REQUIRED ACTION 1:
Answer these questions from the essay about feeling stuck:
(a) What name does the writer give to the intangible quality that makes you want what someone else has?
(b) According to the writer, what happens if you go to many churches long enough?
(c) What did the writer realize last year about being stuck taking care of things?
REQUIRED ACTION 2: Write the next few paragraphs of the essay about feeling stuck, picking up after its last sentence.

EXCERPT:
%%
I was talking to a friend yesterday about how I have done absolutely everything I know to do to move my life forward. I have prepared as much as possible. I have looked logically at my situation and done that which is rational. And I am still stuck.
I also found myself praising one of my flakier New-Age-y friends because of her intuition. Why? Because she is everything I am not: intuitive, free-spirited, highly spiritual, etc. She has a tender heart and a very sweet spirit.
I realized that I have come to the end of my logical rope. And so I am looking for alternatives. Even though I would likely not follow all of her advice, she still possesses what I call the “admiration factor”, that intangible quality where you look at someone and say to yourself, “I want what they have. What do I need to do to get it?”
I have forsaken my feelings so I can follow logic and reason. Part of that comes from my church years. If you go to many churches long enough, you will never trust your feelings and probably never figure out what they are in the first place. Welcome to my world.
But last year, my life stopped. I realized that I was stuck taking care of a house and a husband indefinitely and not knowing the basics of home-ownership or caretaking. Everything came to a screeching halt and I was left feeling overwhelmed and befuddled. What the _____ just happened? It all happened so gradually that I didn’t see it coming. I was in need of some serious help.
And I found out the hard way who was there for me when the chips were down versus those who just said they would be but had no real assistance to give.
My life was too much and I had no spare energy to devote to social pleasantries. The pretense was over. I found myself saying, “I am so done with _____” all the time.
That granted me a level of freedom I had never had.
Now I can explore my feelings freely. I have done all that I know to do logically and now it is time for me to explore all those socially unacceptable feelings. Now that I no longer attend a feeling-negating church and can learn to trust my feelings (because they are a million times more reliable than any of the crap theology I was indoctrinated in), my life can expand and become infinitely more interesting. It’ll be interesting to see where this leads.
I had an epiphany yesterday: My sense of surreality in dealing with some people and situations comes directly from feeling like they are responding to something other than the real me.
Have you ever read The Invisibile Man? It might be from Ralph Ellison. I read it at least a dozen years ago. I had previously attempted to read it about five or six years earlier, but found it annoying. It seemed disjointed to me. When I picked it up again, it dawned on me. That’s the point! The book goes from one weirdly unrelated scenario to another in the life of this black man. The way this man is treated has absolutely nothing whatsoever to do with him. Rather, it is all about other people’s reactions to who they think he is or should be. People are not seeing him at all, only their own projections. The way they treated him was not personal, in the sense of good or bad being directed at him as a distinct individual. Once I got the point, the book was quite engaging.
%%
INFORMATION GIVEN:
%%
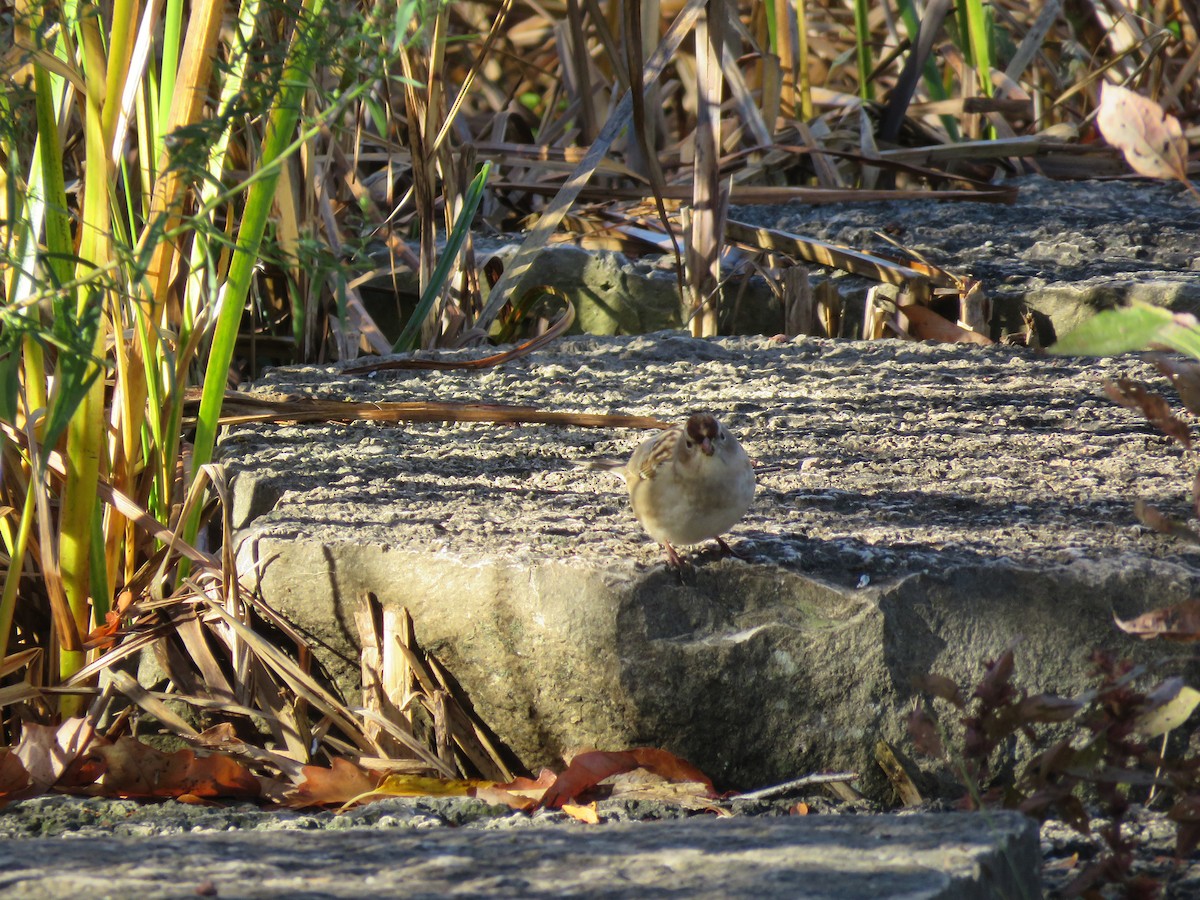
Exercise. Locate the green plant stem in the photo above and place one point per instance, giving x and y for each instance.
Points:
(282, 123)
%%
%%
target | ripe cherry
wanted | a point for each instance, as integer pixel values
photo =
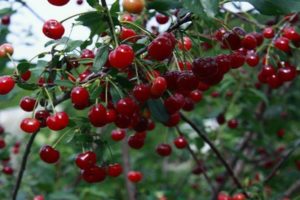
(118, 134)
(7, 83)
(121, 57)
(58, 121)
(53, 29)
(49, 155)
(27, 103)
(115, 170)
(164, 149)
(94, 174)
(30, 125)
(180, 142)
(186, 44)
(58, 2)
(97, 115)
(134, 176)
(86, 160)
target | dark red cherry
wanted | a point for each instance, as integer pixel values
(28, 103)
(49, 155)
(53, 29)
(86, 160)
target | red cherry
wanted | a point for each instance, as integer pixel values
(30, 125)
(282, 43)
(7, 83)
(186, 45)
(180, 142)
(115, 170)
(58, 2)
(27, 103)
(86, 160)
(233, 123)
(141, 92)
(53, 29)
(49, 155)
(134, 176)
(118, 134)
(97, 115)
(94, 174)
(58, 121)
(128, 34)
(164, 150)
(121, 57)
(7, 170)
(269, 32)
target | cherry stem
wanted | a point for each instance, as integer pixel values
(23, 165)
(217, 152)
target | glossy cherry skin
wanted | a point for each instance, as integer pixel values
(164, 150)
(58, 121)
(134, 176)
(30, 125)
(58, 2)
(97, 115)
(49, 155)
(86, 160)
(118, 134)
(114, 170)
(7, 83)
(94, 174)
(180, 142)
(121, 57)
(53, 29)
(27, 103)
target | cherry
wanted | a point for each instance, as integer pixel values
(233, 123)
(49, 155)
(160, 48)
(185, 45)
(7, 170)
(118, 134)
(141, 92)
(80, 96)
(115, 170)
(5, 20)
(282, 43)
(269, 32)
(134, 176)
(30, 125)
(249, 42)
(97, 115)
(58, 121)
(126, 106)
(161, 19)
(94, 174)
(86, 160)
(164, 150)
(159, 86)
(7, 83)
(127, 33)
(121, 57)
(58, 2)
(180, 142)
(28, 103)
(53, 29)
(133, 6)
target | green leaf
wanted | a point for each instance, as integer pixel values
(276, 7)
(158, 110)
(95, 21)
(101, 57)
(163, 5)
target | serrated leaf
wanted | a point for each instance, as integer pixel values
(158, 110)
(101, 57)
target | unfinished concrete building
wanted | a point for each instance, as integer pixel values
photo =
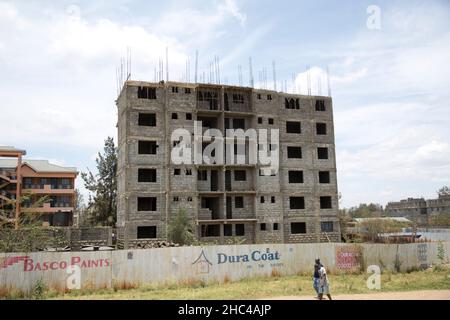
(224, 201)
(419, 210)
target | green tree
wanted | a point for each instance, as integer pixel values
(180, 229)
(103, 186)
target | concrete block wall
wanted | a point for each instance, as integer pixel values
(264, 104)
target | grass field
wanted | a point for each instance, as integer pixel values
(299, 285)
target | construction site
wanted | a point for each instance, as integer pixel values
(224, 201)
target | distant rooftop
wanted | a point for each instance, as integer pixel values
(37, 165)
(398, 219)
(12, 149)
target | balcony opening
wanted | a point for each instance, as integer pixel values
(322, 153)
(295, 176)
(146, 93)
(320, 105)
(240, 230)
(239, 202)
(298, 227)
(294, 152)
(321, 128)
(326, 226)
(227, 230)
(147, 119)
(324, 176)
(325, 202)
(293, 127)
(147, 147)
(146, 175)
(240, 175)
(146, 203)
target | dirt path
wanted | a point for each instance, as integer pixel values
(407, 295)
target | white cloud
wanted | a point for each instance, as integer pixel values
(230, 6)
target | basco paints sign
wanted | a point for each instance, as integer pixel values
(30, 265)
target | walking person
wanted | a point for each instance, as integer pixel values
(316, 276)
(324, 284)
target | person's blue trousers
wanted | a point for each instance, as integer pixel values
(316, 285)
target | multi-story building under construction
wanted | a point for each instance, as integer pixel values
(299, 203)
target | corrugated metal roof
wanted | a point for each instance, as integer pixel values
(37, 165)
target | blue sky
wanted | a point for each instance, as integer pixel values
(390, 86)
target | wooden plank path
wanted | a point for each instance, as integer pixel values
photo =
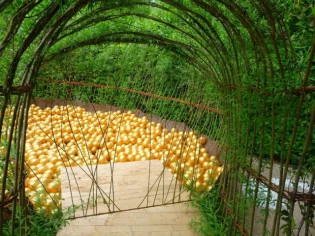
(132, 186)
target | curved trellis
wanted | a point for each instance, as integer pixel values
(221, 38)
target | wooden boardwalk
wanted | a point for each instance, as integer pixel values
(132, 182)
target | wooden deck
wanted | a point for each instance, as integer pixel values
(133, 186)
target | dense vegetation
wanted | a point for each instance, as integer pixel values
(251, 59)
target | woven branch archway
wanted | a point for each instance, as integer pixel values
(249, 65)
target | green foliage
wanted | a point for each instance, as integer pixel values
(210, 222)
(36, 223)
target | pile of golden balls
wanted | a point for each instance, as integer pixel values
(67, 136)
%%
RESPONSE AREA 1:
(a) The "admiration factor."
(b) You will never trust your feelings and probably never figure out what they are in the first place.
(c) The writer was stuck taking care of a house and a husband indefinitely without knowing the basics of home-ownership or caretaking.

RESPONSE AREA 2:
That’s why I felt like the email from Barry’s sister was oddly inappropriate, but could not initially figure out why. Nothing she said was bad or wrong—just irrelevant to my concerns and urgent issues. It would be kind of like knowing that someone’s home was just destroyed by a fire or hurricane and then emailing them happy birthday wishes. The only response is, “Huh? Really?” I said a lot of emotionally-laden things this past summer and her response was, “Happy birthday!” She is not responding to the real me at all. Whatever relationship I have with her is not reality-based.
I can get along fabulously with people, if I just tell them what they want to hear. I concluded this summer that such relationships are generally not worth the time and effort required for their maintenance. I am at a point in my life where I would truly prefer for someone to get in my face and scream, “I hate you, you f*****g b***h! How dare you speak to me like that!” than to send me birthday wishes. Then I would at the very least feel heard, like my message had gotten through even if it were not well received.
This sense of surreality has presented itself forcefully. For example, a few weeks ago, I almost got run off the road. The person simply cut into my lane as if I did not exist. Later that day, a lady (I thought was looking directly at me) almost ran me over with a shopping cart in the parking lot of the grocery store. Nothing personal.
I also had the same issue at church—and it was part of why I left. The very first Holy Week Wednesday I attended, a couple of Greek teenagers stepped on my foot. They didn’t apologize because they did not notice me. I did not exist in their world. They literally did not see me. Later, the priest would treat me like crap, but I knew that, since he treated everyone like crap, it wasn’t personal.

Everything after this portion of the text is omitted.